**Exercise input:**
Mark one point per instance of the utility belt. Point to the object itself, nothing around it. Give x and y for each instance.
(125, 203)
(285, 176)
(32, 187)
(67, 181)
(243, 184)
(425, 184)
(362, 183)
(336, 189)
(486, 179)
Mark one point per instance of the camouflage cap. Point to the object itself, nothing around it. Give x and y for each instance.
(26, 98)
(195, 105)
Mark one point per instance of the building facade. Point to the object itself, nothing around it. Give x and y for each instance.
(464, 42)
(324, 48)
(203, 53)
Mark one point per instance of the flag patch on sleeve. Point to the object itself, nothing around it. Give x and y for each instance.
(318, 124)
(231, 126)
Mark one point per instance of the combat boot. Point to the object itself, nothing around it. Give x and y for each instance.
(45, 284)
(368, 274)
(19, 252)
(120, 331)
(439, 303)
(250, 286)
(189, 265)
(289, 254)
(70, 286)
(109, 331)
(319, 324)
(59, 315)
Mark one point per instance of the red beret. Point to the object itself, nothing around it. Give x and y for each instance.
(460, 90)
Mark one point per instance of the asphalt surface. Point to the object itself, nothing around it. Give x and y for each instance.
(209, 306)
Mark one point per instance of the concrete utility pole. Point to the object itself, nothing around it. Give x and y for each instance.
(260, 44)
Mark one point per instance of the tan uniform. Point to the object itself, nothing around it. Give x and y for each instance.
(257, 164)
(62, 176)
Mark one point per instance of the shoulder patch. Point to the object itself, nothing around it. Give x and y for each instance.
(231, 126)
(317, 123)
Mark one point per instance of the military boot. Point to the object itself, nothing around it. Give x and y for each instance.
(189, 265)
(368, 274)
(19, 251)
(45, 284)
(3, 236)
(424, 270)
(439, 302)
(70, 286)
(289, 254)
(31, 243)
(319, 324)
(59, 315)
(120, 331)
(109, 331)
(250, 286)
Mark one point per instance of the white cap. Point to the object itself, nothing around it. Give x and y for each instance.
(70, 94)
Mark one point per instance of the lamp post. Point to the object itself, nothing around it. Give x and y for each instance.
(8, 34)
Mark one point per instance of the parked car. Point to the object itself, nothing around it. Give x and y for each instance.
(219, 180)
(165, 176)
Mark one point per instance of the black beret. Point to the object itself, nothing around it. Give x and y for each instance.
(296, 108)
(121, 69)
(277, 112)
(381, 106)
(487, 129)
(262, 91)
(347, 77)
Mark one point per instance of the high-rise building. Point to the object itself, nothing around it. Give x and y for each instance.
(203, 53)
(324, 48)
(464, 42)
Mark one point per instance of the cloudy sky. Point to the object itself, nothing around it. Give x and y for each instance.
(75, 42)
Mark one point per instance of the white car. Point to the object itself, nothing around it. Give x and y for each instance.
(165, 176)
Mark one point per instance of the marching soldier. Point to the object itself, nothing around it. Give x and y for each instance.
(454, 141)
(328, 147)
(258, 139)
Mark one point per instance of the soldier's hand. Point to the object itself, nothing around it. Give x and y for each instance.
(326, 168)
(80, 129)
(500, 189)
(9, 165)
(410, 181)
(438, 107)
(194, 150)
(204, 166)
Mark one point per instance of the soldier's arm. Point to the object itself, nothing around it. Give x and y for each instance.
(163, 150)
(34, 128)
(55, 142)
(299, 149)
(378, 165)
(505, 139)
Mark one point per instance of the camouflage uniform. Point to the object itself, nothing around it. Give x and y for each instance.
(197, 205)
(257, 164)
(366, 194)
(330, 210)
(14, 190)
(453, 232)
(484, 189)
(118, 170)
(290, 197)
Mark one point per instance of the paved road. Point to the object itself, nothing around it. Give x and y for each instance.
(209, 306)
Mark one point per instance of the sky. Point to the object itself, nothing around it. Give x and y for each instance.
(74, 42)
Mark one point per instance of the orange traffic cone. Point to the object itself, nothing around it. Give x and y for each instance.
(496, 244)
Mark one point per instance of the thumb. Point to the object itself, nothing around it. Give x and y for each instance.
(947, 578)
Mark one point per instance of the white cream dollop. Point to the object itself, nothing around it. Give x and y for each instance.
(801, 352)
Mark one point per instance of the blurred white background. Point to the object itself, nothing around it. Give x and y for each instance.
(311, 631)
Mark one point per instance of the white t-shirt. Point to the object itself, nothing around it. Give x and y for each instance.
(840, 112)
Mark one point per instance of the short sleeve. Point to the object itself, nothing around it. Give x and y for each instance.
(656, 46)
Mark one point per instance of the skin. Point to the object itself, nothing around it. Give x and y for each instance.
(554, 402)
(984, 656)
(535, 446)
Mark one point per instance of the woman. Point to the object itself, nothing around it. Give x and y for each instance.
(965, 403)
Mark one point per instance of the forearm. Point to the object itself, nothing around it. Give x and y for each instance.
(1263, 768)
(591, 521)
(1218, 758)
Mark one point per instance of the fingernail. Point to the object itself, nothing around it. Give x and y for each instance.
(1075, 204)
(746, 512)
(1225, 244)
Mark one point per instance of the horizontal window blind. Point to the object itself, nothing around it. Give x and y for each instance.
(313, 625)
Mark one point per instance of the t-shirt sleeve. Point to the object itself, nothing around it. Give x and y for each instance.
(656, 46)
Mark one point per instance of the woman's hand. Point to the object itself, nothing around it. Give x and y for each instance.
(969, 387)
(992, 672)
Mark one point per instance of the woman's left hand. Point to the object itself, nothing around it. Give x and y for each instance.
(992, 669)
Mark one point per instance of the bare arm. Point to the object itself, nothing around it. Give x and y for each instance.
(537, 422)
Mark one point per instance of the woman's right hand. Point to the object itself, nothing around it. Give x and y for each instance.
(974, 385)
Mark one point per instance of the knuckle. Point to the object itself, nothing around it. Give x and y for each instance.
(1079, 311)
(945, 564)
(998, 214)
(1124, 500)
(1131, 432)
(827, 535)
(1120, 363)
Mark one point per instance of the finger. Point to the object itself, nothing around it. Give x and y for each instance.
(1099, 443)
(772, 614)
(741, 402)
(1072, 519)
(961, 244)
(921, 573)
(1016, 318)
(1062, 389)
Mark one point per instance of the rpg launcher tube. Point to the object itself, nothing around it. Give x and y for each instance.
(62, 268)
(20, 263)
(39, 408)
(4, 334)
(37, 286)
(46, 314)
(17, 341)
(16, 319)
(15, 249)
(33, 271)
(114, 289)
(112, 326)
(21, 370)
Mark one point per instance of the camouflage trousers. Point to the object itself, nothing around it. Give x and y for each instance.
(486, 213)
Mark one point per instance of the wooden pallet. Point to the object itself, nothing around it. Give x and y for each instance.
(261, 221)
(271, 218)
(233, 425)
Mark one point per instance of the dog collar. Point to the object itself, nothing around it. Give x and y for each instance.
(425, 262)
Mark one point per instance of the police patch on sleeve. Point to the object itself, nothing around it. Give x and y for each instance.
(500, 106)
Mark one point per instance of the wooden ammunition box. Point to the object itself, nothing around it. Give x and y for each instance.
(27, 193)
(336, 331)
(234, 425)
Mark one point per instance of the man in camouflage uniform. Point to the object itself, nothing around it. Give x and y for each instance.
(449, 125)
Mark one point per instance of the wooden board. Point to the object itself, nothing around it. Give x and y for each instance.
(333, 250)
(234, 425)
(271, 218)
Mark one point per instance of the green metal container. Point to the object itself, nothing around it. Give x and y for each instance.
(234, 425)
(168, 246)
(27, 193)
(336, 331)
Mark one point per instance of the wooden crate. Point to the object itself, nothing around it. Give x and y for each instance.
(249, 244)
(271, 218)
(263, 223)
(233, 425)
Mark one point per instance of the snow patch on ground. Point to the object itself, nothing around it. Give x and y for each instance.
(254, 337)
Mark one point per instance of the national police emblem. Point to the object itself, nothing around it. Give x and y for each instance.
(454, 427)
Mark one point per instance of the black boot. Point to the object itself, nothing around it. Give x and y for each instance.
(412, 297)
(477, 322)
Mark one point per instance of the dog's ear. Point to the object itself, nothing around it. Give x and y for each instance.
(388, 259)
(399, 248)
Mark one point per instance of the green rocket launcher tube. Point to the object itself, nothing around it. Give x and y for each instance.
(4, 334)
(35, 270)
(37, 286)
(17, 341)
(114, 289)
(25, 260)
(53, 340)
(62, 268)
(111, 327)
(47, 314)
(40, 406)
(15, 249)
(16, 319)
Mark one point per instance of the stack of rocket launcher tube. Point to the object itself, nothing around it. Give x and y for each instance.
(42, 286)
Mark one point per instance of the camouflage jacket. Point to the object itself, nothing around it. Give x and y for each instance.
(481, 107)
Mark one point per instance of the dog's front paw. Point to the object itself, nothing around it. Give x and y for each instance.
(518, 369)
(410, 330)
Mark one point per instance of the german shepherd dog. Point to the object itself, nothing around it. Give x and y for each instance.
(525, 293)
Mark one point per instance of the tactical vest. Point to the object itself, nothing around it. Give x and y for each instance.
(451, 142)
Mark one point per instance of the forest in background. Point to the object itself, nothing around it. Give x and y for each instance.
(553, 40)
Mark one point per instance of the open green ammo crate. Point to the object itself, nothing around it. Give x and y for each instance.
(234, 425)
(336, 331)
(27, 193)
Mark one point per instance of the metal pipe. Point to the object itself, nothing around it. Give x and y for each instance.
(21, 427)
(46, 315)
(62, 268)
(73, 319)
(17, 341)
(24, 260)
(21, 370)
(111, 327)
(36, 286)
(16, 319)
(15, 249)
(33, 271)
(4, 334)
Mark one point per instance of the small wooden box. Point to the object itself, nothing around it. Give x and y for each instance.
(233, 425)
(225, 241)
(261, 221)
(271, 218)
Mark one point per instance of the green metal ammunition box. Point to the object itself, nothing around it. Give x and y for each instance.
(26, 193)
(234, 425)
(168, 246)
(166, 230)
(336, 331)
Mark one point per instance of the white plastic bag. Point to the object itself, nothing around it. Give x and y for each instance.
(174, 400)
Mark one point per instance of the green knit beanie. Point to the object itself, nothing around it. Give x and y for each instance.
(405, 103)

**Your goal:** Could you reproduce, word for word, the data from the line containing "Mark one point per instance of the green knit" through the last line of the data, including both?

**Written answer:**
Mark one point per instance of the green knit beanie. Point to the object itself, nothing around it. Give x and y for each instance.
(405, 103)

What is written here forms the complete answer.